# Source information

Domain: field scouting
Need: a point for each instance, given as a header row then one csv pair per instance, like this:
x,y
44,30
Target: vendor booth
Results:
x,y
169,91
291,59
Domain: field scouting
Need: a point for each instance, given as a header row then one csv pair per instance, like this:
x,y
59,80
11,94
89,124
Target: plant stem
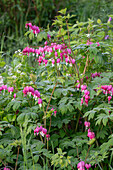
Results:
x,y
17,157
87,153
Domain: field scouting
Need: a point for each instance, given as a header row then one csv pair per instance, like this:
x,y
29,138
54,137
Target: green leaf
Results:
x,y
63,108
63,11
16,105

--

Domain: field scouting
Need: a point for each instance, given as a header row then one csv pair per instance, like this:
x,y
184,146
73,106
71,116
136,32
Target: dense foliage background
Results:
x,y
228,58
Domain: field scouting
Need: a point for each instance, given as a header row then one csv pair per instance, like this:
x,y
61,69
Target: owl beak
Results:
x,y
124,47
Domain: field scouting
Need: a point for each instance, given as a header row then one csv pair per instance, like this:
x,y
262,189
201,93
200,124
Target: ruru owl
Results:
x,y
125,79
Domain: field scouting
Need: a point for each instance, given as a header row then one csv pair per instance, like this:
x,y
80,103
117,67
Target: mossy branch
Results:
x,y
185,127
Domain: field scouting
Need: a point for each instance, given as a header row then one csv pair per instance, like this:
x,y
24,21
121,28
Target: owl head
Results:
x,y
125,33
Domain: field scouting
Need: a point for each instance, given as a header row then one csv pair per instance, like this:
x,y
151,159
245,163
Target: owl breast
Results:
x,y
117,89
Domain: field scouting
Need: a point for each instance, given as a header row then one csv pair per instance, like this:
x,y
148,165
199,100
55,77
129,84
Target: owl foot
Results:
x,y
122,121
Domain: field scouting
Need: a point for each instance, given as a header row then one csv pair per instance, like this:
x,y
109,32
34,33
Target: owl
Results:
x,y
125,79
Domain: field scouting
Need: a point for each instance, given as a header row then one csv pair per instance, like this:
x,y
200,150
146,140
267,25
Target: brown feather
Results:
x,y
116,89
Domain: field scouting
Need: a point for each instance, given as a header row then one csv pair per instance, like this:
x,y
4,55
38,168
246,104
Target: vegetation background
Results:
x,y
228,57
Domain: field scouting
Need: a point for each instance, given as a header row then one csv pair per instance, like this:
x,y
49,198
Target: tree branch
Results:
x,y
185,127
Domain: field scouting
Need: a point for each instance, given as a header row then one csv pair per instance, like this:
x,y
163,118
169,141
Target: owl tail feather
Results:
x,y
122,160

# Task brief
Scan the records above and show every line in which the word "background" occurs.

# Your solution
Target: dense foliage background
Target: vegetation background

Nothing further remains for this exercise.